(Entries from a dataset)
▬▬▬
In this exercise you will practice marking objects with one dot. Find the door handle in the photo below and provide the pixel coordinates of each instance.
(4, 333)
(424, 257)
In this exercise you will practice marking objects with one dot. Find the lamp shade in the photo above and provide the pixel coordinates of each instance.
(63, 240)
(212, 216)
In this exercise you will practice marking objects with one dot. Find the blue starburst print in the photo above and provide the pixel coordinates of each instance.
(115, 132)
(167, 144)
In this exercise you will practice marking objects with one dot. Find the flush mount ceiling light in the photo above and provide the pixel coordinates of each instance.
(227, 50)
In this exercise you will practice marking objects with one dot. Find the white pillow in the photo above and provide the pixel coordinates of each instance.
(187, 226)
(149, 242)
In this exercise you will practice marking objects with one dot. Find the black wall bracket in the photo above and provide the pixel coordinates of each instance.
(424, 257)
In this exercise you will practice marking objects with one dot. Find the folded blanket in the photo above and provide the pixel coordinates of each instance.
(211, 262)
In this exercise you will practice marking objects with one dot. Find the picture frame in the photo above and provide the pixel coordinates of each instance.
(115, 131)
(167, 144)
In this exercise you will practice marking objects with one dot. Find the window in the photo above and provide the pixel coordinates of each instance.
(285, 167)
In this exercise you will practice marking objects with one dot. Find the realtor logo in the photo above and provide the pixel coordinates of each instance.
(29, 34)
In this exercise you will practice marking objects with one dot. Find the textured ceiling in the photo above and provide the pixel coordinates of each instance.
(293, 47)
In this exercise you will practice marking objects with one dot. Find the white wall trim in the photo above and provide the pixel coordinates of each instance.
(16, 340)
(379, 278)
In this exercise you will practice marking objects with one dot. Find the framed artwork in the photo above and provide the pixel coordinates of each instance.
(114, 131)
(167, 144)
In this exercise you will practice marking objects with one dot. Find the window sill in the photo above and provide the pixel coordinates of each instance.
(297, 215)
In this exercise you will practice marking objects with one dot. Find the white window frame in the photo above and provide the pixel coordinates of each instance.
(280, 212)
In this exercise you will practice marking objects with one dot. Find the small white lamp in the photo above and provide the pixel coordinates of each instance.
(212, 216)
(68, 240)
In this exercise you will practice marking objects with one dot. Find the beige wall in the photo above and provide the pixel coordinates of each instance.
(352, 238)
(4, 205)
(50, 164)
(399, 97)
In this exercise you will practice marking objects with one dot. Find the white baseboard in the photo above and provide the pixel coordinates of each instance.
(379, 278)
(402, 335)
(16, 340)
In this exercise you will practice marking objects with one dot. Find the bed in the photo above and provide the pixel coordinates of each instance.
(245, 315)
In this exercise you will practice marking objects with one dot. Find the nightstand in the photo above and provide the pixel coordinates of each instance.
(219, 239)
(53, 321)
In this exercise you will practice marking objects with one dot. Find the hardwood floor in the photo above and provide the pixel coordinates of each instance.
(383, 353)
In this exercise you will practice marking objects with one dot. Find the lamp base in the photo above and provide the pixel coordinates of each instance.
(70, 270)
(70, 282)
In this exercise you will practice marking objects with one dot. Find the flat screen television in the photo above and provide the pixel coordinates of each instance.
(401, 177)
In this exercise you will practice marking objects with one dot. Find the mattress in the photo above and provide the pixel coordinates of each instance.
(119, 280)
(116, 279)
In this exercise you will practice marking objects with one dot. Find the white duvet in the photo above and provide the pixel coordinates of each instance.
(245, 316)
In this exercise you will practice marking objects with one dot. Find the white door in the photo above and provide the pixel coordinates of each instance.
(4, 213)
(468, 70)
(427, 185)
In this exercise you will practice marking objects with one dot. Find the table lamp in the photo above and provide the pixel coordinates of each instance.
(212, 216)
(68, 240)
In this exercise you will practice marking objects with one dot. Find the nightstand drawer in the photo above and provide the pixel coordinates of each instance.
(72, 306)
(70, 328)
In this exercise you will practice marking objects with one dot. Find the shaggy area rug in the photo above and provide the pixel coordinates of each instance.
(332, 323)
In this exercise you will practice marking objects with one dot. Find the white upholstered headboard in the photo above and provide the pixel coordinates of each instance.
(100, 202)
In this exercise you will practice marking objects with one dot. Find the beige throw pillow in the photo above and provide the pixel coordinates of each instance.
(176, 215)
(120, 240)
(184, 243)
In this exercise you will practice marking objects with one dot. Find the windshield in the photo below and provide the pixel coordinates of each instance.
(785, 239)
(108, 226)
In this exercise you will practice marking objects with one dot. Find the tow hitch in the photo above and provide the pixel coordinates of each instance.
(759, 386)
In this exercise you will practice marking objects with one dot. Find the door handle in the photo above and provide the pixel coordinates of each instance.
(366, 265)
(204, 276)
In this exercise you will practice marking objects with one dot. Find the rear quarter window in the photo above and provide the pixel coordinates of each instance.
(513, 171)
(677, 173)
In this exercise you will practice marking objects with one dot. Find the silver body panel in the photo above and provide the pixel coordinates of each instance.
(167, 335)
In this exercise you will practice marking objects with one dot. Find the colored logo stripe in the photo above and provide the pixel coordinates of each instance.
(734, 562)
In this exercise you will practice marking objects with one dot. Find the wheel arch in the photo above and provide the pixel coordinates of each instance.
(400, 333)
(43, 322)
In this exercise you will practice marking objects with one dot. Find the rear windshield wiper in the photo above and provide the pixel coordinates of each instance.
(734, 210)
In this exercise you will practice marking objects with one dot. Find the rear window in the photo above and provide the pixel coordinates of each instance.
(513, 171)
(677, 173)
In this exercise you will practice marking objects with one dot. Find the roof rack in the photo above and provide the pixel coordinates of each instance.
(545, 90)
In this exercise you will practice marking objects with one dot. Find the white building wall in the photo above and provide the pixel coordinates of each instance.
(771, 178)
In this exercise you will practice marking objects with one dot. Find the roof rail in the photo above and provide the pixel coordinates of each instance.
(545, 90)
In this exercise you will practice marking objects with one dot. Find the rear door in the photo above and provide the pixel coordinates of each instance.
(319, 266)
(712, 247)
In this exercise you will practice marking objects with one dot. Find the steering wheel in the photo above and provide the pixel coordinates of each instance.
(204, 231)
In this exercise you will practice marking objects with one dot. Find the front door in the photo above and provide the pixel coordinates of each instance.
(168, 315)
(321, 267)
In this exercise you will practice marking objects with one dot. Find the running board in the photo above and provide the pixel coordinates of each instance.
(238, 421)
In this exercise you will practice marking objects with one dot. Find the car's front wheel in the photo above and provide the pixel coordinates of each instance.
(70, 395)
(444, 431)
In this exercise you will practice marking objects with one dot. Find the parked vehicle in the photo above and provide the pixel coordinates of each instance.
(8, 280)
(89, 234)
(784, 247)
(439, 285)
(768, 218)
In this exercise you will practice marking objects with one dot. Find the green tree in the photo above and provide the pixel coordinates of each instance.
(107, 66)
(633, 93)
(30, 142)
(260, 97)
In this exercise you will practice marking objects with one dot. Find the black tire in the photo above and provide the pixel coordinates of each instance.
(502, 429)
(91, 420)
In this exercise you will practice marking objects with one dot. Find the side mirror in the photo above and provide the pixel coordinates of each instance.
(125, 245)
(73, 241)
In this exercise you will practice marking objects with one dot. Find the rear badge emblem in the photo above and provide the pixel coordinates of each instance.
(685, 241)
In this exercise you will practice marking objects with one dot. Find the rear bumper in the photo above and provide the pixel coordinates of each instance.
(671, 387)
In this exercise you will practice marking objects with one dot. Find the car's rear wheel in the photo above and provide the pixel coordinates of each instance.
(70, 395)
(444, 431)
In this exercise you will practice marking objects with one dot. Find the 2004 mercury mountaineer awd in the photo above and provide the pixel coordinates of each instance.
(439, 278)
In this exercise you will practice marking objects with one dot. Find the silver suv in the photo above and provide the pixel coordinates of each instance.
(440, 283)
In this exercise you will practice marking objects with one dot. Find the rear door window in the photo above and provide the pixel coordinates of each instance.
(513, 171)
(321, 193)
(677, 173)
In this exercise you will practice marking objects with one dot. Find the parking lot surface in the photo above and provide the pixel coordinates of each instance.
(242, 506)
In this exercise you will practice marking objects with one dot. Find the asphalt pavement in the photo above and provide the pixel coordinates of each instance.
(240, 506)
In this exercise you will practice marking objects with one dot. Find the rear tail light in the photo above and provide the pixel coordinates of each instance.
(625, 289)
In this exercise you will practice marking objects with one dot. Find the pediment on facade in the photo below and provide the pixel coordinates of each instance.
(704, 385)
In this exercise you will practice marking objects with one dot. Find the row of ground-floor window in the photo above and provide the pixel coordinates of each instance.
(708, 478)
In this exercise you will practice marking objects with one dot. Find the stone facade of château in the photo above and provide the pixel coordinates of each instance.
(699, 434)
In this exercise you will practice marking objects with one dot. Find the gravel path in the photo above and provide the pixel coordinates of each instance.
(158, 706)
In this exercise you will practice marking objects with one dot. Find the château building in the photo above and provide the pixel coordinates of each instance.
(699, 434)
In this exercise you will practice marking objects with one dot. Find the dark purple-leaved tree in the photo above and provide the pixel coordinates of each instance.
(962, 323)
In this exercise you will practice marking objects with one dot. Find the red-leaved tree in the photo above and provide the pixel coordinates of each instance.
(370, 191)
▬▬▬
### PROBLEM TO SOLVE
Return, word for word, every line from the line with "Find the parking" to the final line of the data.

### REPLY TO THE TASK
In this exercise you will practice marking objects with one dot. Find the parking lot surface in the photo above and provide the pixel coordinates of each instance.
(242, 506)
In this exercise you will practice marking objects with one dot. Find the asphalt pavement in the photo above and provide the pixel coordinates of each instance.
(240, 506)
In this exercise you will practice marking objects with one dot. Find the rear tail light in the photo above and provide the pixel coordinates of each instance.
(625, 289)
In this exercise you will practice marking objects with one dot. Find the pediment on facade in the photo below and provide the pixel coordinates of each instance.
(704, 385)
In this exercise you will practice marking objects with one dot. Find the row of ground-floor window in the photo above and provide the pixel coordinates of each instance.
(708, 478)
In this exercise you will practice marking objects with one dot. Find the stone facade of château in the photo above and provide the pixel coordinates of each instance.
(699, 434)
In this exercise you will practice marking objects with one dot. Find the gravel path in the photo above and provide the pixel coordinates of each instance.
(158, 706)
In this exercise you will practice marking objects with one dot. Find the château building in the photo above and provide the pixel coordinates of each instance.
(699, 434)
In this exercise you will practice marking objects with one dot. Find the dark purple-leaved tree in the photo above and provide the pixel coordinates of each instance.
(962, 323)
In this exercise you will practice marking objects with one dot. Find the red-leaved tree in the photo above and provide the pixel coordinates of each instance.
(370, 191)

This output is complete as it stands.